◆ **Task instructions**: In the records, rewrite the lines from the line with "134L452 170L428 178L413" to the line with "positive clicks: (447, 108)", changing "rough mask" to "coarse mask" and keeping everything else the same.
[[ Recorded data, beginning ]]
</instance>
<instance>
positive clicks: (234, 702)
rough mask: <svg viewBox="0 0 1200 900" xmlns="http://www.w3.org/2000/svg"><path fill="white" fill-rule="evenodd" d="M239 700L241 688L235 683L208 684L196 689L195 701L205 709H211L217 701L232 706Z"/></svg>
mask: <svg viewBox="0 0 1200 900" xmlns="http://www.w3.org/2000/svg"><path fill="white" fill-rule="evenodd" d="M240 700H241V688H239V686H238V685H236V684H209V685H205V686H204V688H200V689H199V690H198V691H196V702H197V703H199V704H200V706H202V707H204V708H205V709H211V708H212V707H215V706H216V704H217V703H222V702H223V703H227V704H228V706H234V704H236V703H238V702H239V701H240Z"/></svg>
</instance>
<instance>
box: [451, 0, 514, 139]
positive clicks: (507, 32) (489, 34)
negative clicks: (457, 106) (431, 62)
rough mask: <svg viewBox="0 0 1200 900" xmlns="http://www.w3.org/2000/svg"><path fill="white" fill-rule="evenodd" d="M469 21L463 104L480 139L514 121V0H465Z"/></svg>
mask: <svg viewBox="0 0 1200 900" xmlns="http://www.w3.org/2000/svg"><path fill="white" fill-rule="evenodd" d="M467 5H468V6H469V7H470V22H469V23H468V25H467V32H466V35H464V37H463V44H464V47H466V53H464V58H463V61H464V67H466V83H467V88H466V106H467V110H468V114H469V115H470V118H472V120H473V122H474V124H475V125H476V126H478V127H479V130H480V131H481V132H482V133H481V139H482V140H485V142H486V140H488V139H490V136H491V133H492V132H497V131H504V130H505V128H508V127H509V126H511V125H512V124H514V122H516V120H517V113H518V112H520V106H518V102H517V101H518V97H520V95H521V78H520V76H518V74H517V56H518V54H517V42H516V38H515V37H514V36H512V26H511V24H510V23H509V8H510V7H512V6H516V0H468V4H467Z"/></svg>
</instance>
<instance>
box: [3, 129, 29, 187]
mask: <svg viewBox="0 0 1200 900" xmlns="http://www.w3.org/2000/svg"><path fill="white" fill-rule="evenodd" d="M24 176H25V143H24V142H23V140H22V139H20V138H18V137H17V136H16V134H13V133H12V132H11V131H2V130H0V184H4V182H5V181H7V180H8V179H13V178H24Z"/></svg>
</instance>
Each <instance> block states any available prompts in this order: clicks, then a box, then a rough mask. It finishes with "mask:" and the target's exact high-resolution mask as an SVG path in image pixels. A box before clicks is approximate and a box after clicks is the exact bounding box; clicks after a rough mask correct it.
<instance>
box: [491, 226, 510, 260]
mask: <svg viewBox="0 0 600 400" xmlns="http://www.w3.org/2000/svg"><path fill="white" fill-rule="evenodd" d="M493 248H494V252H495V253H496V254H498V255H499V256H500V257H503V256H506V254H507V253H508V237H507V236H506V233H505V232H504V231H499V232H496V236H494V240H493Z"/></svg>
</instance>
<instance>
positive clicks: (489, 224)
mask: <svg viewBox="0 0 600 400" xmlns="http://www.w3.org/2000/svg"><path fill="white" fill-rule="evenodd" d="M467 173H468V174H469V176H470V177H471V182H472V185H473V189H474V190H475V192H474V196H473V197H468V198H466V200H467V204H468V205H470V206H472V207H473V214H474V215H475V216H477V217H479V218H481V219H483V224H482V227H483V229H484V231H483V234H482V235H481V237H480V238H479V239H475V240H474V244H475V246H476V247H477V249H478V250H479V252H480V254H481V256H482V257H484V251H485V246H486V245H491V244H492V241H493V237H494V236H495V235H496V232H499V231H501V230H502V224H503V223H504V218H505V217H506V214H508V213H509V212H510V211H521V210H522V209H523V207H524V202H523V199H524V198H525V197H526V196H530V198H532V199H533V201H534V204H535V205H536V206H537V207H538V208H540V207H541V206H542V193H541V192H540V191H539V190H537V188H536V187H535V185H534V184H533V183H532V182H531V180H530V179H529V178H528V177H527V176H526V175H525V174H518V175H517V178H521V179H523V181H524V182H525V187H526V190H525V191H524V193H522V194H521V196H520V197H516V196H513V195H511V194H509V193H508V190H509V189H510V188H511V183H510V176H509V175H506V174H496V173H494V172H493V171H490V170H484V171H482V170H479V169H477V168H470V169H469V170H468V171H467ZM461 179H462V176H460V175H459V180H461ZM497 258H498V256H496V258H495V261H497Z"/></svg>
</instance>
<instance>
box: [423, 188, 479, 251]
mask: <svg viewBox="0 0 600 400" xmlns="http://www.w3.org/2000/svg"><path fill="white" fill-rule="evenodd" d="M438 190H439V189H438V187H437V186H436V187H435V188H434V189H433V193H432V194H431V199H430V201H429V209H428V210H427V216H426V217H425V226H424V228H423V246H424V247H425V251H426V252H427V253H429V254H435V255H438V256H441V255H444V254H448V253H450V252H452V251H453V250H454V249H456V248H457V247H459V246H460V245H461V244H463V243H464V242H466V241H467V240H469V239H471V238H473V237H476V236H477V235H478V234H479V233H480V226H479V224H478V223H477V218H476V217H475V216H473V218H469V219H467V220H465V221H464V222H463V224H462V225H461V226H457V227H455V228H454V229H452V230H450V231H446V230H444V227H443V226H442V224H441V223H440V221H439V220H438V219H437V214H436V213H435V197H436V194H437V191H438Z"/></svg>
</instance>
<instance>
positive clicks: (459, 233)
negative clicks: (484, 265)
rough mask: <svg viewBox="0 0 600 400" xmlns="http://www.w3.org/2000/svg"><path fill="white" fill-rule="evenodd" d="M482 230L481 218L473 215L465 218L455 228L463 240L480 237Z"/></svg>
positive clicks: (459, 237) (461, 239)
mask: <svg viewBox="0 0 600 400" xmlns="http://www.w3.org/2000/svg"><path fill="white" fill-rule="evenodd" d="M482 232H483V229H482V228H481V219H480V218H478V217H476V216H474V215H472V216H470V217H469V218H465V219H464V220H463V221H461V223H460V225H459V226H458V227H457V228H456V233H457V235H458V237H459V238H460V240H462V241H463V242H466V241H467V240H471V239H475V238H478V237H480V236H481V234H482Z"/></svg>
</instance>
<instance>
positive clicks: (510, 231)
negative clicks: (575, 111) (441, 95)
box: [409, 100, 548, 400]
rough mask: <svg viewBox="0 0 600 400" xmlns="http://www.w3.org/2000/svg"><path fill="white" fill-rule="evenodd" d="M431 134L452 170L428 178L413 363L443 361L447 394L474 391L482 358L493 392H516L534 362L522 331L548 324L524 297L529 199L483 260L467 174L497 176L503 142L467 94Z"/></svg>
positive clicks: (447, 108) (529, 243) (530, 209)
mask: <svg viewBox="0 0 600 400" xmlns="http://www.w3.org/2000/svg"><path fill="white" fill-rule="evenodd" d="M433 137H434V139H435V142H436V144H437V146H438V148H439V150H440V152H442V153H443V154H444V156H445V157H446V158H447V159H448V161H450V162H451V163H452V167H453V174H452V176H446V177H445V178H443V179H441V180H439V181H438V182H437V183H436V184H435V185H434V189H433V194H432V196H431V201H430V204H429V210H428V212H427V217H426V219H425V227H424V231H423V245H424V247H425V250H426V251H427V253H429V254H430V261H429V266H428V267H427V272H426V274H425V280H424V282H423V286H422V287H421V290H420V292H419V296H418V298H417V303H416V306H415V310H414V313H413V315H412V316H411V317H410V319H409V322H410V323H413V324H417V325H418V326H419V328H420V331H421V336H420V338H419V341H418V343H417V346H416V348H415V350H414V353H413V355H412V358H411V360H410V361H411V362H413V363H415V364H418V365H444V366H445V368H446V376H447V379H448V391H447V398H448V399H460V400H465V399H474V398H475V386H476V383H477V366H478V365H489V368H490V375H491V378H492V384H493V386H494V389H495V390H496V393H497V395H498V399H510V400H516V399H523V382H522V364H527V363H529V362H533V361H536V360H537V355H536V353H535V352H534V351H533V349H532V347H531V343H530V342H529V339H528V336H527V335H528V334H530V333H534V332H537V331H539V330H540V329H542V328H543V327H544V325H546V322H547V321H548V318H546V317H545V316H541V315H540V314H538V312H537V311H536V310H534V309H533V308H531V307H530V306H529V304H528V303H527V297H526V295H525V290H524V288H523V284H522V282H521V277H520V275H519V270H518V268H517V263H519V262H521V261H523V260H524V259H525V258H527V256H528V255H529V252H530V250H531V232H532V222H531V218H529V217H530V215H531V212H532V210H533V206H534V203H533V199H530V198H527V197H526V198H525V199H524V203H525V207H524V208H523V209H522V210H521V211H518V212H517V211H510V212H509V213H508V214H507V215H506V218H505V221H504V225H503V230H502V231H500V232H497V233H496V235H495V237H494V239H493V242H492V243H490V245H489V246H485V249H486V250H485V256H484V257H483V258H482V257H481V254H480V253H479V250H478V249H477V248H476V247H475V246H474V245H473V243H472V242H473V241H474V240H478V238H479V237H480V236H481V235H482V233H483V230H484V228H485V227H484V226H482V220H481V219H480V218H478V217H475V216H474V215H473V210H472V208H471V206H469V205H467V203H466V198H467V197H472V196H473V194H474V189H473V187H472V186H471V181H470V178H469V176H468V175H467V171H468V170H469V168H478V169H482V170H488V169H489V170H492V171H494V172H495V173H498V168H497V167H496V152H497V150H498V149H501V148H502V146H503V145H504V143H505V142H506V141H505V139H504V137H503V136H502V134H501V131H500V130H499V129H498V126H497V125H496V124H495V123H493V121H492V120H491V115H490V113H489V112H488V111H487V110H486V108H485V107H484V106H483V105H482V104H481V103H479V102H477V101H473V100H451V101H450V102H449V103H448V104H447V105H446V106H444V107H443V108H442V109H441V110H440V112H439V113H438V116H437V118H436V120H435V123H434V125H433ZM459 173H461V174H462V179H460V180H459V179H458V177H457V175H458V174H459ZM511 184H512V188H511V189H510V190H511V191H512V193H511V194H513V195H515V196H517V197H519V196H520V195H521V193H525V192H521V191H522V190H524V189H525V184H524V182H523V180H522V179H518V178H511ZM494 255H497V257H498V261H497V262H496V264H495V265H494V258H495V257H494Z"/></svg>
[[ Recorded data, end ]]
◆ **Solution to this exercise**:
coarse mask: <svg viewBox="0 0 600 400" xmlns="http://www.w3.org/2000/svg"><path fill="white" fill-rule="evenodd" d="M431 134L452 170L428 178L413 363L443 361L447 394L474 391L482 358L493 392H516L534 362L522 331L548 324L524 297L529 199L483 260L467 174L497 176L503 142L467 94Z"/></svg>
positive clicks: (447, 108) (529, 243) (530, 209)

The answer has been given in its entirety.